= Source extract =
"""
The answer to these questions is the following story. The artist who painted that picture, four hundred years ago, was a young Italian of immense genius, so passionately devoted to his art that he lived for nothing else. At first he wished only to be the greatest painter of his time; and that he became without much difficulty. He painted only what he thought beautiful; and he painted beautiful faces that he saw passing by in the street, and beautiful sunsets that he saw from his window, and beautiful fancies that came into his mind. Everybody loved his pictures; and princes made him great gifts of money.
Then a sudden remorse came to this painter, who was at heart a religious man. He said to himself: "Here, God has given me the power to paint beautiful things; and I have been painting only those beautiful things which please the senses of men. Therefore I have been doing wrong. Henceforward I will paint only things which represent eternal truth, the things of Heaven."
After that he began to paint only religious and mystical pictures, and pictures which common people could not understand at all. The people no longer came to admire his work; the princes no longer paid him honour or brought him gifts; and he became as one forgotten in the world.
Moreover, he found himself losing his power as an artist. And then, to crown all his misfortunes, some of his most famous pictures were ruined one day by the extraordinary incident of a church fight; for two great Italian clans between whom a feud existed, happened to meet in the church porch, and a blow was struck and swords were drawn—and there was such killing that the blood of the fighters was splashed upon the paintings on the wall.
When all these things had happened, the artist despaired. He became weary of life, and thought of destroying himself. And while he was thus thinking, there suddenly entered his room, without any sound, the figure of a woman robed in green and grey; and she stood before him and looked into his eyes. And as she looked into his eyes, an awe came upon him such as he had never before known; and a great feeling of sadness also came with the awe. But he could not speak, any more than a person in a dream, who wants to cry out, and cannot make a sound. But the woman spoke and said to him, "I am your own soul—that soul to whom you have done so much wrong. And I have been allowed to come to you in this form, only because you have never been of those men who make art merely to win money. To win fame, however, you did not scruple; and that was not altogether good, although it was not altogether bad. What was much worse was the pride which turned you away from me—religious pride. You wanted to do what God did not ask you to do—to work against your own soul, and to cast away your love of beauty. Into me God placed the desire of loveliness and the bliss of the charm of the world. Wherefore then should you strive against His work? And what pride impelled you to imagine that heaven needed the help of your art to teach men what is good? When did God say to you, Friend, let me lean upon you, or I shall fall down? No; it is by teaching men to seek and to love the beautiful things in this beautiful world that you make their hearts better within them—never by preaching to them with allegories that they cannot understand; and because you have done this, you have been punished. Be true to me, your own very soul; then you will do marvellous things. Now paint a picture of me, just as I am, so that you may know that your power of art is given back to you."
So the artist painted a picture of his own soul in the likeness of a woman clad in green and grey; and all who see that picture even to-day feel at once a great fear and a great charm, and find it hard to understand how mortal man could have painted it.
"""
= Instruction a =
Shift every x and y point coordinate in the answers of the records up by 47, and write out all the records again in full with every other line left unchanged.
The story of the painter has no connection to the records.

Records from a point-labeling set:
"""
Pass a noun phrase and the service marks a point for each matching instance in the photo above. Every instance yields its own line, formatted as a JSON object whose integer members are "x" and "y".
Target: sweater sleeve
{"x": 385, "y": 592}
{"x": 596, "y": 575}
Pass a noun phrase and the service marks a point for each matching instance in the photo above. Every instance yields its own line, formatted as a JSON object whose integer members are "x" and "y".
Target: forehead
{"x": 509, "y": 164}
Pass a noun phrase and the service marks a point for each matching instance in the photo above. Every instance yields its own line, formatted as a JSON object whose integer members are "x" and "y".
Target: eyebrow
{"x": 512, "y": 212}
"""
= Instruction b =
Quote word for word the part of the story of the painter that opens with the words containing "Then a sudden" and closes with "in the world.".

= Worked solution a =
Pass a noun phrase and the service marks a point for each matching instance in the photo above. Every instance yields its own line, formatted as a JSON object whose integer members are "x" and "y".
Target: sweater sleeve
{"x": 432, "y": 639}
{"x": 643, "y": 622}
Pass a noun phrase and the service marks a point for each matching instance in the photo above. Every instance yields its own line, formatted as a JSON object whose integer members are "x" and "y".
Target: forehead
{"x": 556, "y": 211}
Pass a noun phrase and the service marks a point for each matching instance in the photo above. Every instance yields its own line, formatted as a JSON object whose integer members are "x" and "y".
Target: eyebrow
{"x": 559, "y": 259}

= Worked solution b =
Then a sudden remorse came to this painter, who was at heart a religious man. He said to himself: "Here, God has given me the power to paint beautiful things; and I have been painting only those beautiful things which please the senses of men. Therefore I have been doing wrong. Henceforward I will paint only things which represent eternal truth, the things of Heaven."
After that he began to paint only religious and mystical pictures, and pictures which common people could not understand at all. The people no longer came to admire his work; the princes no longer paid him honour or brought him gifts; and he became as one forgotten in the world.